- [Instructions for the task]:
Could you copy the rows below word for word, starting at their first line and ending with the line that contains "M174 197L178 206L183", with that line included? Leave the pictures out of your copy.

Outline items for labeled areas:
--------------------------------------------------

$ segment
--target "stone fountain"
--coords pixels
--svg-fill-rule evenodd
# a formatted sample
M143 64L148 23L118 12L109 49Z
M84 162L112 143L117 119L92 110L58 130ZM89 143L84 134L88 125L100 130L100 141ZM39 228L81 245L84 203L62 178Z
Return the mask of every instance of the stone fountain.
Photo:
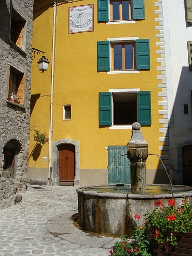
M174 197L178 206L183 196L192 196L192 187L169 185L147 185L145 162L148 144L138 123L132 125L132 136L127 145L131 163L131 185L85 186L77 189L79 226L85 232L112 237L130 235L138 224L134 215L141 216L139 225L145 221L143 215L154 209L154 203L162 197Z

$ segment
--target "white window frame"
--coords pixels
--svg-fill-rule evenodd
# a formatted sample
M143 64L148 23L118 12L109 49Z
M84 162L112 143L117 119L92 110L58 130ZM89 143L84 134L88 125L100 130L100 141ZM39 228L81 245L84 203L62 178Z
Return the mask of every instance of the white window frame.
M114 24L128 24L128 23L135 23L135 20L111 20L111 5L110 5L110 0L108 1L108 17L109 21L106 22L106 24L107 25L113 25Z
M71 106L71 118L65 118L65 106ZM63 106L63 120L71 120L71 104L66 104Z
M137 93L138 91L140 91L140 88L134 88L134 89L112 89L108 90L109 92L112 92L112 125L109 127L109 129L132 129L132 125L115 125L113 124L114 122L114 104L113 100L113 93L127 93L127 92L135 92Z
M110 42L110 50L109 50L109 60L110 60L110 70L107 72L107 74L136 74L139 73L140 72L135 70L112 70L112 49L111 44L117 44L118 43L128 43L135 42L136 40L139 39L138 36L133 37L118 37L107 38L107 41Z

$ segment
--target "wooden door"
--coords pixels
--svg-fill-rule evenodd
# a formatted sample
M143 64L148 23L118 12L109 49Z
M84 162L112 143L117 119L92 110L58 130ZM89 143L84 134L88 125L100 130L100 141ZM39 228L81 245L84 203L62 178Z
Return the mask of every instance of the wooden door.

--------------------------------------------------

- [Reply]:
$ segment
--target "stone fountain"
--coords pixels
--svg-fill-rule evenodd
# a formatted sample
M143 64L148 23L118 12L109 49Z
M84 162L112 143L117 119L92 110L58 130ZM89 143L84 134L88 125L100 130L100 141ZM39 228L81 245L84 203L62 178Z
Return the mask of every instance of the stone fountain.
Photo:
M174 197L178 206L183 196L192 196L192 187L169 185L147 185L145 162L148 144L138 123L132 125L132 136L127 145L131 163L131 185L85 186L77 189L79 226L85 232L112 237L130 235L138 224L134 215L141 216L139 225L145 221L143 215L154 209L154 203L162 197Z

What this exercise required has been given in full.